Photo object pointing data:
# # # # #

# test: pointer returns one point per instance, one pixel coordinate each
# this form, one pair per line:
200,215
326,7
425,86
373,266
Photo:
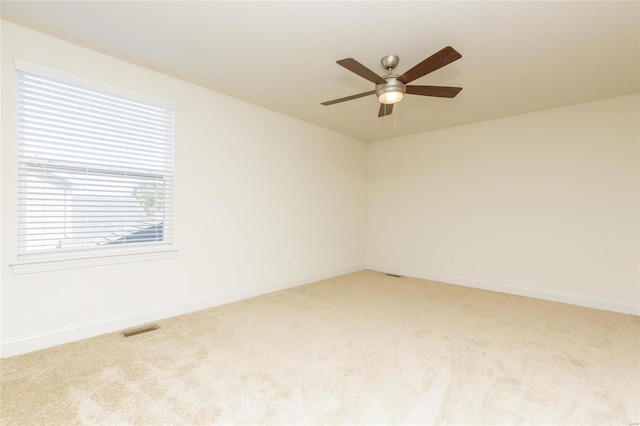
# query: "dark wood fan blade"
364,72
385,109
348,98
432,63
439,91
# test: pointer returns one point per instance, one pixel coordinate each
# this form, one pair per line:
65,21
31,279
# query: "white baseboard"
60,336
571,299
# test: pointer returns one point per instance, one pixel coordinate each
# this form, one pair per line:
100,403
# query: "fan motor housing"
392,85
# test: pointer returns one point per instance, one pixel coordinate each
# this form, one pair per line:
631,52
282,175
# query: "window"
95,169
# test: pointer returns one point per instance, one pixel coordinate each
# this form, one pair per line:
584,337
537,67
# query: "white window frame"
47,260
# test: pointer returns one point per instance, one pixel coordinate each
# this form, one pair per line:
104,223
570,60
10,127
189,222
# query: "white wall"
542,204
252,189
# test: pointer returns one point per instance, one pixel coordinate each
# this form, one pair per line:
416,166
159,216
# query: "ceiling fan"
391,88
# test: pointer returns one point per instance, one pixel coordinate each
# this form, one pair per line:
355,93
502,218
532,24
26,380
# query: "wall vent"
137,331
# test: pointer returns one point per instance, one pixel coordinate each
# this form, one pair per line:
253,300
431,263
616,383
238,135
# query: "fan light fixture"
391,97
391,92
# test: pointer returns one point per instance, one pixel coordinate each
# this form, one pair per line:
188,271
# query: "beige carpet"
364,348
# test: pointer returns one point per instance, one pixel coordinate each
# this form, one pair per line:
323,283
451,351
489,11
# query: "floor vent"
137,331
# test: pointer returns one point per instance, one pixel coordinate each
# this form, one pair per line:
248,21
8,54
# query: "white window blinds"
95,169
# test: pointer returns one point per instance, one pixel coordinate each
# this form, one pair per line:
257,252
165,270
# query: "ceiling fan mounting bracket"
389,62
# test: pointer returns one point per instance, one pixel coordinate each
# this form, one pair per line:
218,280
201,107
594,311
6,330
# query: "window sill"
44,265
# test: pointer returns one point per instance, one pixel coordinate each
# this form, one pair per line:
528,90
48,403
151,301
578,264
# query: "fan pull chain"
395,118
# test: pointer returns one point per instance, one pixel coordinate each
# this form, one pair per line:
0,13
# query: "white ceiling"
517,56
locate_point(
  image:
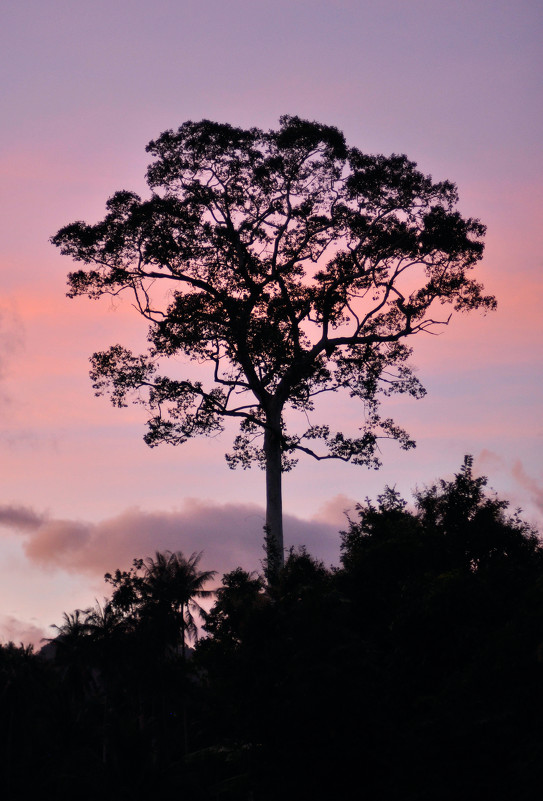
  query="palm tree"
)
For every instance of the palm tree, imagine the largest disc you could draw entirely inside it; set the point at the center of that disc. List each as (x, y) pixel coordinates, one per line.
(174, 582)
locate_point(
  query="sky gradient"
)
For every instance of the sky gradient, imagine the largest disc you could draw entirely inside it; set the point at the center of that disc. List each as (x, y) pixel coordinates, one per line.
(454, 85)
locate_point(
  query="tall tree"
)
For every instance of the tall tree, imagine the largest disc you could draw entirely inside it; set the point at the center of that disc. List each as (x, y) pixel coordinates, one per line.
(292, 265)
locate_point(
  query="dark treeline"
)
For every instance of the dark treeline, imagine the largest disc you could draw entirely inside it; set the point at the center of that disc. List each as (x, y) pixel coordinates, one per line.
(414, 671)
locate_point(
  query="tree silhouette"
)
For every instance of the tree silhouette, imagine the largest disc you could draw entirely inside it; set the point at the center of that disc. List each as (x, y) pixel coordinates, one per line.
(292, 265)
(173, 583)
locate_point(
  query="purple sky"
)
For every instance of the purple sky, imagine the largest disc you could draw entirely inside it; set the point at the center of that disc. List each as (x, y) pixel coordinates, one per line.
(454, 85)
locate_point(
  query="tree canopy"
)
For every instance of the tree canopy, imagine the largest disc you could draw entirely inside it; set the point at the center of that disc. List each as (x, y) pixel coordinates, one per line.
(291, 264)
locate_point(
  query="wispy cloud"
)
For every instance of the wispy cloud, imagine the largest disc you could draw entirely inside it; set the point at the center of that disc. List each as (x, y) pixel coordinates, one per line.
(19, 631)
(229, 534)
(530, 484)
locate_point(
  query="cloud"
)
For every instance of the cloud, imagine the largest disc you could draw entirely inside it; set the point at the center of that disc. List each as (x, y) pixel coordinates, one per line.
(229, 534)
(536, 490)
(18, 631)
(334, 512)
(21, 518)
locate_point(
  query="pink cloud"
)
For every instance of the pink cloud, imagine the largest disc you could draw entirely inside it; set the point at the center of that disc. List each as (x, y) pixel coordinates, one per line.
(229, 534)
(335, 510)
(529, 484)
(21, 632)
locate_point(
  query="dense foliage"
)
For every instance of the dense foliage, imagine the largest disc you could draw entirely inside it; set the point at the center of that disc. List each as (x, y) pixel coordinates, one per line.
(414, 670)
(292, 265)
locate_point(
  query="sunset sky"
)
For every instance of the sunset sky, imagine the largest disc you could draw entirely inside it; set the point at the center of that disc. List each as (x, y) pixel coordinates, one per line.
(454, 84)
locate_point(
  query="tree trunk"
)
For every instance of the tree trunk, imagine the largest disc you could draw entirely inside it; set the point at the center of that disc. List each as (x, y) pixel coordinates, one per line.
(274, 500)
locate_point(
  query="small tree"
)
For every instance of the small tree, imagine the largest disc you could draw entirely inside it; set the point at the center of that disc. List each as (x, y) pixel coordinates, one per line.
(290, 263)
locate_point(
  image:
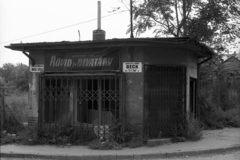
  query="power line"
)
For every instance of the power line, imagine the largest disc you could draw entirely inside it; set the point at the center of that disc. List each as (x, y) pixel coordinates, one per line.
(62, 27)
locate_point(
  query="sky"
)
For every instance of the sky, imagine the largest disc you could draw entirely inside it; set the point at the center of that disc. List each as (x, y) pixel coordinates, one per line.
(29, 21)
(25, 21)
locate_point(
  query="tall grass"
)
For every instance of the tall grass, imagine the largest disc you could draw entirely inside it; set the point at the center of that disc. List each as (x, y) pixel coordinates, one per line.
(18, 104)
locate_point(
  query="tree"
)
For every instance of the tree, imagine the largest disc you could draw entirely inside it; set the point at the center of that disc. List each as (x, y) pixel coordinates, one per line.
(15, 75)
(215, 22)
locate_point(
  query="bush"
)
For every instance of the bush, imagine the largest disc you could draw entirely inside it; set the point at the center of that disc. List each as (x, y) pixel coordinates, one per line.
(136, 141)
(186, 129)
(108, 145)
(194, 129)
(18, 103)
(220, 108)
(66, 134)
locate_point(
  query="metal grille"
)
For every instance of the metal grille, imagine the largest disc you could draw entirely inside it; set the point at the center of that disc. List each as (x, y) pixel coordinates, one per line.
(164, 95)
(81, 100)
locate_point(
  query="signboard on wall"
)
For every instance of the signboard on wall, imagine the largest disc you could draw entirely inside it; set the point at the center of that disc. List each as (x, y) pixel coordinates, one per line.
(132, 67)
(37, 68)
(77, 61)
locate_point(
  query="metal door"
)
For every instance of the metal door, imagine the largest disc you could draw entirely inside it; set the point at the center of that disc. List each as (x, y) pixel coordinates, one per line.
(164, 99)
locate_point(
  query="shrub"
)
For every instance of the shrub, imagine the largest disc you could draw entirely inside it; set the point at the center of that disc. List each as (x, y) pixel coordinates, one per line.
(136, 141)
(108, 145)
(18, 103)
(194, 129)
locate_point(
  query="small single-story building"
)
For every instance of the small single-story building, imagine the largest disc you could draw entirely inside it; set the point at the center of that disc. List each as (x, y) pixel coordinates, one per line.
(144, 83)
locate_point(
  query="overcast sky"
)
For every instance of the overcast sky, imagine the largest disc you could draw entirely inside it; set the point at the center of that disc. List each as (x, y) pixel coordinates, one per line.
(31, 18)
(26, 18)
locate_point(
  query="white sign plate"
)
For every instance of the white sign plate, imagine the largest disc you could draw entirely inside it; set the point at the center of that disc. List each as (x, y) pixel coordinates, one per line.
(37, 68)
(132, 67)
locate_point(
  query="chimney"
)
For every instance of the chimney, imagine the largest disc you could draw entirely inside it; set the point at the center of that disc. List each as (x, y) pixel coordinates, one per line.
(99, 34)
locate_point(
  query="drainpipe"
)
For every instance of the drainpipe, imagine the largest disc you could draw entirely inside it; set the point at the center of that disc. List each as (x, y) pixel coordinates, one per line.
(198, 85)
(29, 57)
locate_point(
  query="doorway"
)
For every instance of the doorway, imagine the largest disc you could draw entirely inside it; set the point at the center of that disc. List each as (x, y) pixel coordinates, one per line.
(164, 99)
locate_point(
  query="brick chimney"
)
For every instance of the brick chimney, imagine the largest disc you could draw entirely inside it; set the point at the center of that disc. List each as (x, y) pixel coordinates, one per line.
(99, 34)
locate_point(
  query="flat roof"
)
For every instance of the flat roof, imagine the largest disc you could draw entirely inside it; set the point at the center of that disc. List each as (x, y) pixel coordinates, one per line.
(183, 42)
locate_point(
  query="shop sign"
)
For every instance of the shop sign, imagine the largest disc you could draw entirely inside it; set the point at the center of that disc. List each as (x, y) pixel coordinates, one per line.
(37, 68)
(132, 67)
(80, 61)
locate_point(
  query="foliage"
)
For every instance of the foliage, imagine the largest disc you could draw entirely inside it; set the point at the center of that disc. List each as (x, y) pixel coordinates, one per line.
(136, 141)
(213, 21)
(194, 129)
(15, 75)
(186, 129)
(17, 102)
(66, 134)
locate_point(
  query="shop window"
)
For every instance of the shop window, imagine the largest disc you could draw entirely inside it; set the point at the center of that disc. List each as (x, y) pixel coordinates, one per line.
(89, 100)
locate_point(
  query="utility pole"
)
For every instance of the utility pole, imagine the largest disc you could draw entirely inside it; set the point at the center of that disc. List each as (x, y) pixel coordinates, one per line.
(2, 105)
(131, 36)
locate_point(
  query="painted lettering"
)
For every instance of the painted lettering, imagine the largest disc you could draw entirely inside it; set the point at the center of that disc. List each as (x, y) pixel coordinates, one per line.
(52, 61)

# # # # #

> **EXERCISE REQUIREMENTS**
Count the lines in the data above that contain the string "trunk". Reply with the number alone.

> **COMPLETED EXERCISE**
2